## GIVEN TASK:
Copy out all the entries below, swapping each "bounding box" for "enclosing rectangle" and keeping everything else the same. Omit the pictures.

## LISTED ENTRIES:
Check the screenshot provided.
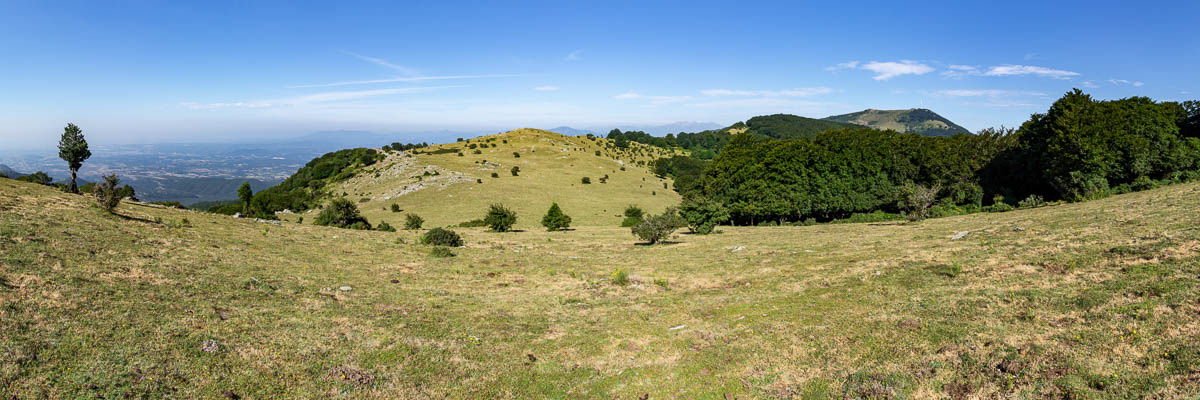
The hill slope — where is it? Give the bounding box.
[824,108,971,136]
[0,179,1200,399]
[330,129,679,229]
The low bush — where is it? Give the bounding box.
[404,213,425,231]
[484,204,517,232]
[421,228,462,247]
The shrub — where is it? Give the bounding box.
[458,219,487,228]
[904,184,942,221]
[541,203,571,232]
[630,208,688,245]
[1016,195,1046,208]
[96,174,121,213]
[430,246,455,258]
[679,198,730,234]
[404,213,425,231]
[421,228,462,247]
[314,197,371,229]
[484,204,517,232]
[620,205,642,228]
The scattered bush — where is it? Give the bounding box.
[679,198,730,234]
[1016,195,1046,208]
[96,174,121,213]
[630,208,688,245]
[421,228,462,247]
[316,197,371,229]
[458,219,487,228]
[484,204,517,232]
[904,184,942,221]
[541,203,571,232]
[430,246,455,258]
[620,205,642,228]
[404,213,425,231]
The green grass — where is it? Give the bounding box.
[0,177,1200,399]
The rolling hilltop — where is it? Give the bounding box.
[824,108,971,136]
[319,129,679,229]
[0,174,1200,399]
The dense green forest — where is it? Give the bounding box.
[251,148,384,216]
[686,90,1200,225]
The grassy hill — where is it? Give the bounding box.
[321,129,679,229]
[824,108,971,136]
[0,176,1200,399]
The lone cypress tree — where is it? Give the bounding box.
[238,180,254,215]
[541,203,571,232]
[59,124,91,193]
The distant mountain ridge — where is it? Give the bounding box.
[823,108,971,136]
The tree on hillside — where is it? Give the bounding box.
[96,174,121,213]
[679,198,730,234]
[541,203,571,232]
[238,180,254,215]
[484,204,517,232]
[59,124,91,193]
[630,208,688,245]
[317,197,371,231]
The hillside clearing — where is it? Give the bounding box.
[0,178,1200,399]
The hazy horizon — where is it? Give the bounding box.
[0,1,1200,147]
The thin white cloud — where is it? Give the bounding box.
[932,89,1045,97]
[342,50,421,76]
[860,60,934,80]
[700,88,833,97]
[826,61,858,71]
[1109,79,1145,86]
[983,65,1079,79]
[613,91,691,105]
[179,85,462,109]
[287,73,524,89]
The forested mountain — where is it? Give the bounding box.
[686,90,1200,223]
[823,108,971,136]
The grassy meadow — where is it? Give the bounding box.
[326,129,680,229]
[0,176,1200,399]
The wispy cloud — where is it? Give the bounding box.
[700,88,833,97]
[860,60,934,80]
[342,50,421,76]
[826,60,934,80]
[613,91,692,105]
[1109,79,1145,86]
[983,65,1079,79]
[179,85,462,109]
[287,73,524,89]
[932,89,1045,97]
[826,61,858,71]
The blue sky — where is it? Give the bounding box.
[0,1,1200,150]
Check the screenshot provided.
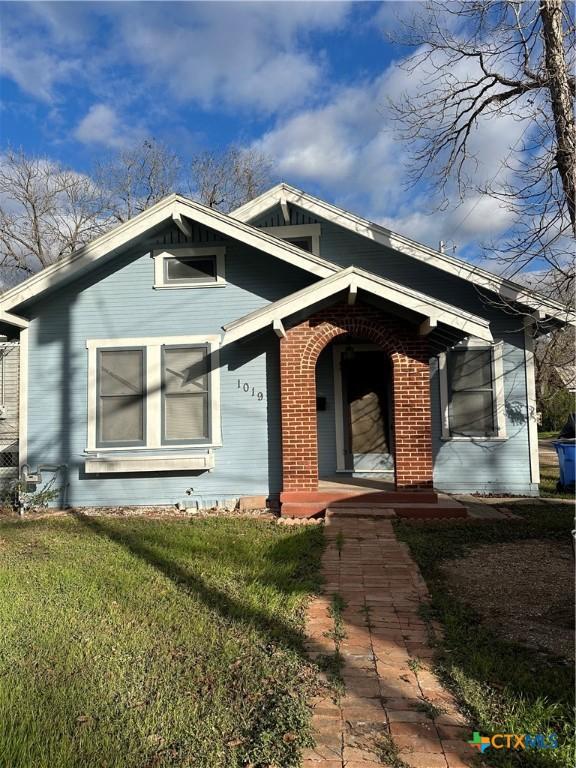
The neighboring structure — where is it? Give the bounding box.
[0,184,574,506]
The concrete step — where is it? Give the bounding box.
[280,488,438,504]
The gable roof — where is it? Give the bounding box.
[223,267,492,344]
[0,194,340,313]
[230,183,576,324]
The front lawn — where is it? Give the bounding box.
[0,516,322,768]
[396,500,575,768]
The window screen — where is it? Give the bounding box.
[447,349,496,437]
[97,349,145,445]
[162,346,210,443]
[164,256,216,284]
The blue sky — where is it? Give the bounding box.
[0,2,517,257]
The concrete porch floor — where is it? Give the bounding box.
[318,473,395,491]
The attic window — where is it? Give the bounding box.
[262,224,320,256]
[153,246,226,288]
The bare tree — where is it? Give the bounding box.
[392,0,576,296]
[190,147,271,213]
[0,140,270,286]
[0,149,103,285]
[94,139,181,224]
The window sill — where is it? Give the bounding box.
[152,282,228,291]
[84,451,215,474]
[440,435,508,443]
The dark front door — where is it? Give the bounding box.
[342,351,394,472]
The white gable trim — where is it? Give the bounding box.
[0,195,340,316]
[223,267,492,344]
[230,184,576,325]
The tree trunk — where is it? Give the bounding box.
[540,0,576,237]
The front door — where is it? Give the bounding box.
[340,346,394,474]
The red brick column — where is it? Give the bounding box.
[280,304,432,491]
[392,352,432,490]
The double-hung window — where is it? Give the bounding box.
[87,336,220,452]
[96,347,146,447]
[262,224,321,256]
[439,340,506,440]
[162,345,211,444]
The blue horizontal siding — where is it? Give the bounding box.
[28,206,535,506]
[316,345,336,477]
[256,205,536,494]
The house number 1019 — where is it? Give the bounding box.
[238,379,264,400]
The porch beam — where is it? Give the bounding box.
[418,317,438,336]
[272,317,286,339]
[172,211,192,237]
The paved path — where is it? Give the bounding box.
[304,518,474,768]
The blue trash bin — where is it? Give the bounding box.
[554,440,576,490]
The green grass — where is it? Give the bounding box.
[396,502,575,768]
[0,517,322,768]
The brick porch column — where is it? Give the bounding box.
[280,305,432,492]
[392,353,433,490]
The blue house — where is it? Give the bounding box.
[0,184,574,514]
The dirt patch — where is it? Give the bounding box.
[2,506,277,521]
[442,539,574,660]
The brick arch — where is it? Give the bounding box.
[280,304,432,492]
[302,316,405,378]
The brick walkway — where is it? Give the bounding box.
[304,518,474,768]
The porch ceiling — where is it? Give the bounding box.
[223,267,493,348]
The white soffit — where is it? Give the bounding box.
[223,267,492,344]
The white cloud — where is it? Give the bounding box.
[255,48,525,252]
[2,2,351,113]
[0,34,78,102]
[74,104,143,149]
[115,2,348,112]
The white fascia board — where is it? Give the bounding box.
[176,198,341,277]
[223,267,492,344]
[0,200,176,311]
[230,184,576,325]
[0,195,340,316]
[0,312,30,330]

## ANSWER TO THE EXERCISE:
Check the screenshot provided.
The hill slope — where is it? Give the enclosing rectangle.
[824,108,971,136]
[0,179,1200,399]
[330,129,679,229]
The low bush — where is it? Give the enclosing rectangle.
[404,213,425,231]
[484,204,517,232]
[421,228,462,247]
The shrub — where is it? Give the enclosing rectangle.
[458,219,487,228]
[904,184,942,221]
[541,203,571,232]
[630,208,688,245]
[1016,195,1046,208]
[96,174,121,213]
[430,246,455,258]
[679,198,730,234]
[404,213,425,231]
[421,228,462,247]
[314,197,371,229]
[484,204,517,232]
[620,205,642,228]
The scattered bush — where is it? Give the enclosing rectangle.
[679,198,730,234]
[1016,195,1046,208]
[96,174,121,213]
[630,208,688,245]
[421,228,462,247]
[316,197,371,229]
[458,219,487,228]
[484,204,517,232]
[904,184,942,221]
[541,203,571,232]
[430,246,455,258]
[620,205,642,228]
[404,213,425,231]
The green grass — where is it? Give the enclosing rectangle.
[0,177,1200,399]
The rolling hilltop — where is it? Give the enclosing rectangle.
[824,108,971,136]
[319,129,679,229]
[0,174,1200,399]
The dense green forest — where is it? Give the enclosing rectangle.
[251,148,384,216]
[686,90,1200,225]
The grassy hill — where is it? Give the enclosing rectangle.
[321,129,679,229]
[824,108,971,136]
[0,176,1200,399]
The lone cypress tree — where is it? Give the enclosing rectangle.
[238,180,254,215]
[541,203,571,232]
[59,124,91,193]
The distant mountain ridge — where is it? Give the enclosing rectangle.
[823,108,971,136]
The tree on hillside — where is it? Give the enclosing rectangle.
[96,174,121,213]
[679,198,730,234]
[541,203,571,232]
[238,180,254,215]
[484,204,517,232]
[59,124,91,193]
[630,208,688,245]
[317,197,371,231]
The hillside clearing — where is it? Give the enclosing rectangle.
[0,178,1200,399]
The hazy horizon — where is it? Give the enclosing rectangle.
[0,1,1200,147]
The thin white cloud — where is it? Give the enclosing rectangle.
[932,89,1045,97]
[342,50,421,76]
[860,60,934,80]
[700,88,833,97]
[826,61,858,71]
[1109,79,1145,86]
[983,65,1079,79]
[613,91,691,105]
[179,85,462,109]
[287,73,524,89]
The forested mountain — where is it? Give the enclosing rectangle.
[686,90,1200,223]
[823,108,971,136]
The grassy meadow — where is it? Give the enclosing rectangle.
[326,129,680,229]
[0,176,1200,399]
The wispy cloud — where is it? Give the enclosing rectangle.
[700,88,833,97]
[860,60,934,80]
[342,50,421,76]
[826,60,934,80]
[613,91,692,105]
[1109,79,1145,86]
[983,65,1079,79]
[179,85,462,109]
[287,73,524,89]
[932,89,1045,97]
[826,61,858,71]
The blue sky — where is it? Give the enclosing rectangle.
[0,1,1200,150]
Check the screenshot provided.
The neighboring structure — where is it? Give the enclosing rectangle.
[0,184,574,506]
The concrete step — where is it? Give the enclosing rectangle.
[280,488,438,504]
The gable roof — where is it? Give the enclosing rectangle.
[223,267,492,344]
[0,194,340,313]
[230,183,576,324]
The front lawn — where is it? Give the enclosing rectangle.
[0,516,322,768]
[396,500,575,768]
The window screen — where is it? Give the enclosing rectangle.
[447,349,496,437]
[97,349,145,445]
[162,346,210,443]
[164,256,216,284]
The blue sky — where is it? Give the enclosing rectangle.
[0,2,517,257]
The concrete porch floor — where is it? Give the enclosing rectangle.
[318,473,395,491]
The attic window — where is it? Give the enclosing rectangle.
[262,224,320,256]
[153,246,226,288]
The bare tree — where is it? Give the enclosing rectangle.
[392,0,576,296]
[190,147,271,213]
[0,140,270,286]
[0,149,103,285]
[94,139,181,224]
The window sill — where is it? Give the enclosing rectangle.
[152,282,228,291]
[84,451,215,474]
[440,435,508,443]
The dark front door — where is it? Give the enclosing rectangle.
[342,351,394,472]
The white gable trim — where is it? Give the enclosing rectangle.
[0,195,340,316]
[223,267,492,344]
[230,184,576,325]
The tree trunk — where is it? Give the enclosing rectangle.
[540,0,576,237]
The front door — where is it? Give the enclosing rectangle.
[340,346,394,474]
The red brick column — where is it? Give the enclosing rectangle.
[280,304,432,491]
[392,352,432,490]
The double-hung window — where is it? Give the enclosing rectangle.
[87,336,220,452]
[96,347,146,447]
[262,224,321,256]
[439,340,506,440]
[162,345,211,444]
The blue horizontal siding — where is it? Give the enclosing rectangle.
[28,206,535,506]
[316,345,336,477]
[256,205,536,494]
The house number 1019 — where is it? Give the enclosing rectangle.
[238,379,264,400]
The porch beam — where is it? Give the enclosing rectangle.
[418,317,438,336]
[272,317,286,339]
[172,211,192,237]
The paved path — where is it? Give the enclosing rectangle.
[304,518,474,768]
The blue trash bin — where is it? Give the enclosing rectangle.
[554,440,576,490]
The green grass — where is it? Give the enclosing rectangle.
[396,502,575,768]
[0,517,322,768]
The brick porch column — where is it? Give the enclosing rectangle.
[280,305,432,492]
[392,353,433,490]
The blue house — where is it? Give the enclosing rectangle.
[0,184,574,514]
The dirt patch — where is it? Give the enclosing rectangle.
[2,506,277,521]
[442,539,574,660]
The brick arch — where is it? Give the enclosing rectangle.
[280,304,432,492]
[302,316,405,378]
The brick walkway — where is it? Give the enclosing rectangle.
[304,518,474,768]
The porch ceiling — where is it? Give the enclosing rectangle.
[223,267,493,348]
The white soffit — where is it? Give the enclosing rectangle.
[223,267,492,344]
The white cloud — where is it? Give the enclosing rectangle.
[255,48,525,252]
[2,2,351,113]
[0,34,78,102]
[74,104,143,149]
[115,2,348,112]
The white fascia board — where is it? Give the enclosing rectangle.
[176,198,341,277]
[223,267,492,344]
[0,200,176,311]
[230,184,576,325]
[0,195,340,316]
[0,312,30,330]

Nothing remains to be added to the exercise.